-- BEGIN Provided passage --

Explore All Sides of Xinan Ran’s Collaborative Textile Sculptures Outside Harvard Museums of Science and Culture

Where We Belong: Tree Chuangs, 26 Oxford Street, Cambridge, through October 31

Artist Xinan Ran created three site-specific textile sculptures in collaboration with local communities and the Harvard Museums of Science & Culture. Sixty-six people ages 14–80 contributed through hands-on workshops offered by the HMSC Museum Education Department. ” (quote from HMSC Where We Belong: Tree Chuangs)

Lucky to live near these three colorful sculptures swaying beneath their trees, I hope to revisit many times and stand inside for their stunning views. Now that I’ve sensed their sustaining presence, I want to quickly spread the word to anyone who has the chance to visit or connect somehow. The quotes and links here should explain enough to draw you in.

-- END Provided passage --
-- BEGIN Extracted data --

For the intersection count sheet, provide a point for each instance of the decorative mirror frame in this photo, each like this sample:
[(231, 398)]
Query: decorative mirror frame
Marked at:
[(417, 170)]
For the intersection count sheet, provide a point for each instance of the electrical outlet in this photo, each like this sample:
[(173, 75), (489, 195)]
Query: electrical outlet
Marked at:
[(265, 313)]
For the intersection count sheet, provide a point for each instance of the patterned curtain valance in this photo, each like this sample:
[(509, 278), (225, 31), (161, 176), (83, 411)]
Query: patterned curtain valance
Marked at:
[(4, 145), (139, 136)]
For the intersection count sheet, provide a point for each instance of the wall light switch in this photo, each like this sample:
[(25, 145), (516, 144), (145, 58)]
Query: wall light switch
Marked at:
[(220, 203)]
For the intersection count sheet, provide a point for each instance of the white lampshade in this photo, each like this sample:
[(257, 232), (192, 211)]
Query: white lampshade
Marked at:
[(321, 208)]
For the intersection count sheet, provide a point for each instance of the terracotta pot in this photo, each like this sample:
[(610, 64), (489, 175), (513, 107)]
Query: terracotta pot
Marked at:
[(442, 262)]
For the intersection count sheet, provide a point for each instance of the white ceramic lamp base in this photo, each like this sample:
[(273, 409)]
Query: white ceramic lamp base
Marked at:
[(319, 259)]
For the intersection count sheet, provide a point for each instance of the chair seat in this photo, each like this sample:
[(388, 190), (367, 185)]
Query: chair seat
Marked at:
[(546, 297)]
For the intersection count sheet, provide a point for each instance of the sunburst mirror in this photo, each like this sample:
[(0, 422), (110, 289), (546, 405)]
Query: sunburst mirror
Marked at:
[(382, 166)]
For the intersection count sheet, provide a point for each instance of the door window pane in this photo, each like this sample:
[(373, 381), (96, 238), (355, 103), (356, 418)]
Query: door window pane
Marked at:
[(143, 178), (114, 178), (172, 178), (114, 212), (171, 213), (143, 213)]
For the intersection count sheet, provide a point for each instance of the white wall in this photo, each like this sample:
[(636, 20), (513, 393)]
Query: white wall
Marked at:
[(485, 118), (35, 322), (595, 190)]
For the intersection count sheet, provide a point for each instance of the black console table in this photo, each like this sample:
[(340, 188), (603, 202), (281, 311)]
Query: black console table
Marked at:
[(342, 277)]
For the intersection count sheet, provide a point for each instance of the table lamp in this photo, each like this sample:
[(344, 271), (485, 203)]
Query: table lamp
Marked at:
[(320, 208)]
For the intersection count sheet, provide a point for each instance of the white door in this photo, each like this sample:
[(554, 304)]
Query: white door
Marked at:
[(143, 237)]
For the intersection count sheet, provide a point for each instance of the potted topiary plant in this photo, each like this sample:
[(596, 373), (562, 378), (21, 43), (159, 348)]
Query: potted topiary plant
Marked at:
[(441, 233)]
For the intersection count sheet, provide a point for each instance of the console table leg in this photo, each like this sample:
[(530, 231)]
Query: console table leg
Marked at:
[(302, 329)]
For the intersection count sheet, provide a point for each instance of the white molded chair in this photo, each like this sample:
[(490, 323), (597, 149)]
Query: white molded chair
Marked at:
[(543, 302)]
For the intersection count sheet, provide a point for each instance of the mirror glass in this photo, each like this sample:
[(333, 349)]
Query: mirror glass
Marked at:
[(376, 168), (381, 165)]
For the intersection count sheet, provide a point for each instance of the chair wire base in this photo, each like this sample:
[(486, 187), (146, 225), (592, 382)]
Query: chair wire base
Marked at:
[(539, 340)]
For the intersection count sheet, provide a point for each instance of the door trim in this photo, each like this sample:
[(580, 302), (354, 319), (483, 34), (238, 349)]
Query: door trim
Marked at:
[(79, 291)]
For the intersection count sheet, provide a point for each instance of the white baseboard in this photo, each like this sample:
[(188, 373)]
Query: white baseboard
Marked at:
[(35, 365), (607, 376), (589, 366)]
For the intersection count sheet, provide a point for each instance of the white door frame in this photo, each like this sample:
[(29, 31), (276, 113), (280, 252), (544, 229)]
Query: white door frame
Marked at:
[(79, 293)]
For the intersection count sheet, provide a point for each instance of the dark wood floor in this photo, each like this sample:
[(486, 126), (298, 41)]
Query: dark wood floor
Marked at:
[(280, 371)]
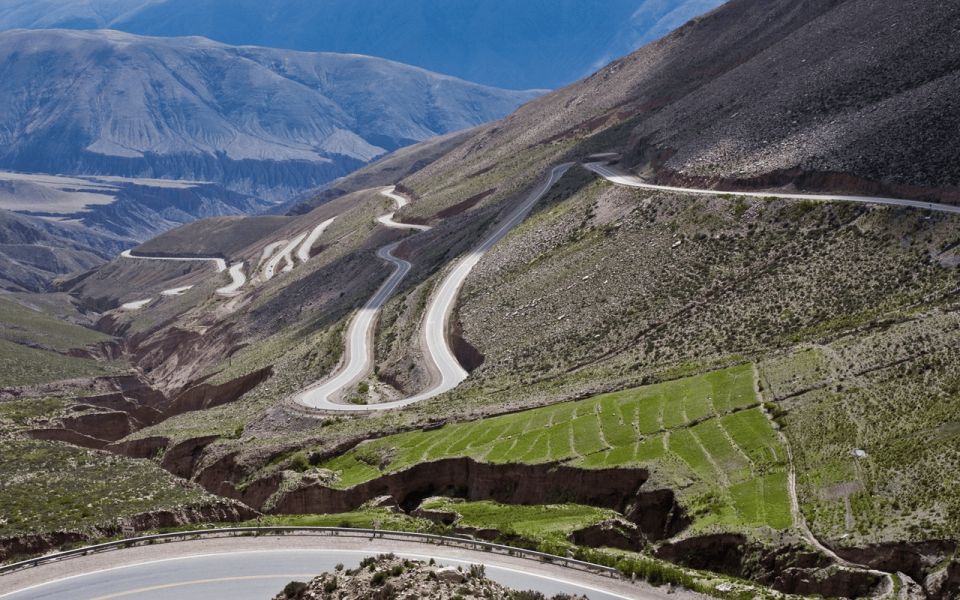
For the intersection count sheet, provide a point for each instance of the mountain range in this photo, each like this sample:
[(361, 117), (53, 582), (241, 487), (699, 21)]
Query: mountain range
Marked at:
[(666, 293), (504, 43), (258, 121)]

-- END Extracted data --
-- BEGIN Extracted data --

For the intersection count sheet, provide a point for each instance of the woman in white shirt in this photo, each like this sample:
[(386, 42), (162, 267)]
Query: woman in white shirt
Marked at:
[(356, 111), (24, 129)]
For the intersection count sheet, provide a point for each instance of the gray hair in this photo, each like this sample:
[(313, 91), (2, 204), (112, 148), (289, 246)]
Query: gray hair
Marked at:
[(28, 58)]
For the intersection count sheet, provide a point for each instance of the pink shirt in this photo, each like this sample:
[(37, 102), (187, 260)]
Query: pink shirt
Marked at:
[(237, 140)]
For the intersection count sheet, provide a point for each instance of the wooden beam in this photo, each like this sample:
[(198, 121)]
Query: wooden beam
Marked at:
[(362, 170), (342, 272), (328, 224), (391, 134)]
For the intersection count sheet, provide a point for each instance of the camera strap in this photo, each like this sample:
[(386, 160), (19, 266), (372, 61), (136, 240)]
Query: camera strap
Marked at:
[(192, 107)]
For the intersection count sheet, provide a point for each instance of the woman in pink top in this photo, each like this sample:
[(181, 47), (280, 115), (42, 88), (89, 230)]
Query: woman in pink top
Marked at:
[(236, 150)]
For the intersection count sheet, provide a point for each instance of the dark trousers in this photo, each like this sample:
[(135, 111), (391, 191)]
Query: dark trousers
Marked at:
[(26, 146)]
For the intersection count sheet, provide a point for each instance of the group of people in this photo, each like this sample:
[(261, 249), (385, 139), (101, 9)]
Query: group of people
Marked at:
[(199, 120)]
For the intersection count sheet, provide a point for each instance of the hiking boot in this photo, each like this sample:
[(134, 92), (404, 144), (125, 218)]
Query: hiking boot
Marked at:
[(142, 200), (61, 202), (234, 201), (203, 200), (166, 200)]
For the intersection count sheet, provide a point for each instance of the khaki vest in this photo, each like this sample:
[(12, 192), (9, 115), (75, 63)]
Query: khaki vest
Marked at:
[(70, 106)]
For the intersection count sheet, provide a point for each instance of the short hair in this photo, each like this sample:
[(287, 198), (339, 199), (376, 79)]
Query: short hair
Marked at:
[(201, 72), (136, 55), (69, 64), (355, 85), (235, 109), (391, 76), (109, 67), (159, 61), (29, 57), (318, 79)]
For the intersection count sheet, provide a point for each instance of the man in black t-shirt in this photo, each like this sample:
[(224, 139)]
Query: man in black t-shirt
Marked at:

-- END Extracted data --

● Goal
Using the Tree Chuangs sculptures text, answer these:
1. Through what date are the sculptures on view?
2. How many people contributed, and what was their age range?
3. Where does the writer hope to stand on return visits?
Draw only on the text about the Tree Chuangs sculptures, not on the data.

● The response
1. October 31
2. Sixty-six people, ages 14–80
3. Inside the sculptures, for their stunning views